AIM 1:
Pull out every line of the entries below that contains the word "wheel".

One of the first attempts to leverage deep learning for saliency prediction was Vig et al. [14], using convnet layers as feature maps to classify fixated local regions. Kümmerer et al. [15] introduced the model DeepGaze, built on top of the AlexNet image classification network [16]. Similarly, Liu et al. [17] proposed the Multiresolution-CNN model in which three convnets, each on a different image scale, are combined to obtain the saliency map. In the SALICON model [18], CNNs are applied at two different image scales: fine and coarse. The SALICON dataset, a large-scale crowd-sourced mouse movement dataset, made available to the saliency community for training new deep models [18], has led to the emergence of a number of other neural network models. For instance, DeepFix [19] is a fully convolutional neural network built on top of the VGG network [20] and trained on the SALICON dataset to predict pixel-wise saliency values in an end-to-end manner. DeepFix has additionally been fine-tuned on MIT1003 [3] and CAT2000 [21]. Pan et al. [22] also trained two architectures on SALICON in an end-to-end manner: a shallow convnet trained from scratch, and a deeper one whose first three layers were adapted from the VGG network (SalNet). Other saliency models based on deep learning have been proposed for salient region detection [2326]. In this paper, we focus on predicting eye fixations rather than detecting and segmenting salient objects in scenes.

While deep learning models have shown impressive performance for saliency prediction, a finer-grained analysis shows that they continue to miss key elements in images. Here we investigate where the next big improvements can come from.

3 Evaluating Progress

We perform our evaluation on two datasets from the well-established MIT Saliency Benchmark [1]. We use the data from this benchmark because it has the most comprehensive set of traditional and deep saliency models evaluated. The MIT300 dataset [27] is composed of 300 images from Flickr Creative Commons and personal collections. It is a difficult dataset for saliency models, as images are highly varied and natural. Fixations of 39 observers have been collected on this dataset, leading to fairly robust ground-truth to test models against. The CAT2000 dataset [21] is composed of 2000 images from 20 different categories, varying from natural indoor and outdoor scenes to artificial stimuli like patterns and sketches. Images in this dataset come from search engines and computer vision datasets [28, 29]. The test portion of this dataset, used for evaluation, contains the fixations of 24 observers.

As of March 2016, of the top 10 (out of 57) models evaluated on MIT300, neural network models filled 6 spots (and the top 3 ranks) according to many metricsFootnote 1. DeepFix [19] and SALICON [18], both neural network models, hold the top 2 spots. The CAT2000 dataset, a recent addition to the MIT benchmark, has 19 models evaluated to date. DeepFix is the best model on the CAT2000 dataset overall and on all 20 image categories. BMS (Boolean map based saliency) [30] is the best-performing non neural network model across both datasets.

Table 1. Scores of top-performing neural network models (DeepFix, SALICON) and best non-neural network model (BMS) on MIT300 Benchmark. Top scores are bolded. Lower scores for KL and EMD are better. There has been significant progress since the traditional bottom-up IttiKoch model, but a gap remains to reach human-level performance. Chance and human limit values have been taken from [1, 32].

DATASET RECORDS:

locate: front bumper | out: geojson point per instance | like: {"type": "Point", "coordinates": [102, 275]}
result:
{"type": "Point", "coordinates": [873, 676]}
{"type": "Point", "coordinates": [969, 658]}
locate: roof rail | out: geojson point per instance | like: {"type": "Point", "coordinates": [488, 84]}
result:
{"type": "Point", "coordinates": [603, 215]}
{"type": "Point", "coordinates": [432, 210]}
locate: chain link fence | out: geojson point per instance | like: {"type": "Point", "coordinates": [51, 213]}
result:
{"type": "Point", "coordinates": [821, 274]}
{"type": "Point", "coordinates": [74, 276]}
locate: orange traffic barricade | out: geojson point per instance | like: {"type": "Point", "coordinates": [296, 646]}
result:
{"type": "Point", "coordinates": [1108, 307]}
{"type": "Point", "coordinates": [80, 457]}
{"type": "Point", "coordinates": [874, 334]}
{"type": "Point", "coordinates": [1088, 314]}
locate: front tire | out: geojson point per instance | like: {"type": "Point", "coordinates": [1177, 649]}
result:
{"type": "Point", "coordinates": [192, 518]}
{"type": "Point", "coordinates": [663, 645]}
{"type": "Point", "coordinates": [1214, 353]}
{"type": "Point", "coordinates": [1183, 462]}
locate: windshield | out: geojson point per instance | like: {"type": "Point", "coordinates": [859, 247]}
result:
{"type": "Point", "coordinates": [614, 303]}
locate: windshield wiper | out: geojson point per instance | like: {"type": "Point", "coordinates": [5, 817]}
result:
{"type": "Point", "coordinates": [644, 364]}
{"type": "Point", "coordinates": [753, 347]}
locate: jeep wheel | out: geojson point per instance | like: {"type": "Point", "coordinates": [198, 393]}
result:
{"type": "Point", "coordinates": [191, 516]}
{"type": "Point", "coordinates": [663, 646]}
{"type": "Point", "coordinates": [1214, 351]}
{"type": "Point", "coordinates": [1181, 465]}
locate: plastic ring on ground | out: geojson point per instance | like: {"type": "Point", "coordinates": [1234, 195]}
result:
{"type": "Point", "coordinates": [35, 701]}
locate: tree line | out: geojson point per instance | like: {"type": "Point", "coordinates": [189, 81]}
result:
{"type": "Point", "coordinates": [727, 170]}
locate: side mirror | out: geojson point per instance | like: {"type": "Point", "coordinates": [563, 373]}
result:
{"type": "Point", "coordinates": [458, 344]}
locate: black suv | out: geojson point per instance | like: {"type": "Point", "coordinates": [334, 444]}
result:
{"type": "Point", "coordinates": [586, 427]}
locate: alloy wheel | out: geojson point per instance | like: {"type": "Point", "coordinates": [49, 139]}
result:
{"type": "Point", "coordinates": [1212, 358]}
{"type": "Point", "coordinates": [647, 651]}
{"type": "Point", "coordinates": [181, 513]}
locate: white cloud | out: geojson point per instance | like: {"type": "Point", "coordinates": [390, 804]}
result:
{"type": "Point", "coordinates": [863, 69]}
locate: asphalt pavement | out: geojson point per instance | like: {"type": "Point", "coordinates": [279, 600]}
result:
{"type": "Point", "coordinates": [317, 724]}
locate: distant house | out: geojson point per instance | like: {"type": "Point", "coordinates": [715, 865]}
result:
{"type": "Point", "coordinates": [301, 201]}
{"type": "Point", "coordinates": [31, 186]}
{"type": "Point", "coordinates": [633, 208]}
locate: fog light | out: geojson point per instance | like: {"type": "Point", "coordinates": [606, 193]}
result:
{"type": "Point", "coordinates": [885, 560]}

AIM 2:
Condense the paragraph of the saliency prediction passage above that begins "We perform our evaluation on two datasets" into a short bulleted list that keeps its main facts.

FULL RESPONSE 1:
locate: jeep wheel | out: geojson point per instance | like: {"type": "Point", "coordinates": [198, 393]}
locate: alloy wheel | out: geojson point per instance | like: {"type": "Point", "coordinates": [49, 139]}

FULL RESPONSE 2:
- The evaluation uses two datasets from the MIT Saliency Benchmark, which has evaluated the most comprehensive set of traditional and deep saliency models.
- MIT300: 300 images from Flickr Creative Commons and personal collections. The images are highly varied and natural, so the dataset is difficult for saliency models. Fixations from 39 observers give fairly robust ground truth.
- CAT2000: 2000 images in 20 categories. They range from natural indoor and outdoor scenes to artificial stimuli such as patterns and sketches, and come from search engines and computer vision datasets. Its test portion, used for evaluation, holds fixations from 24 observers.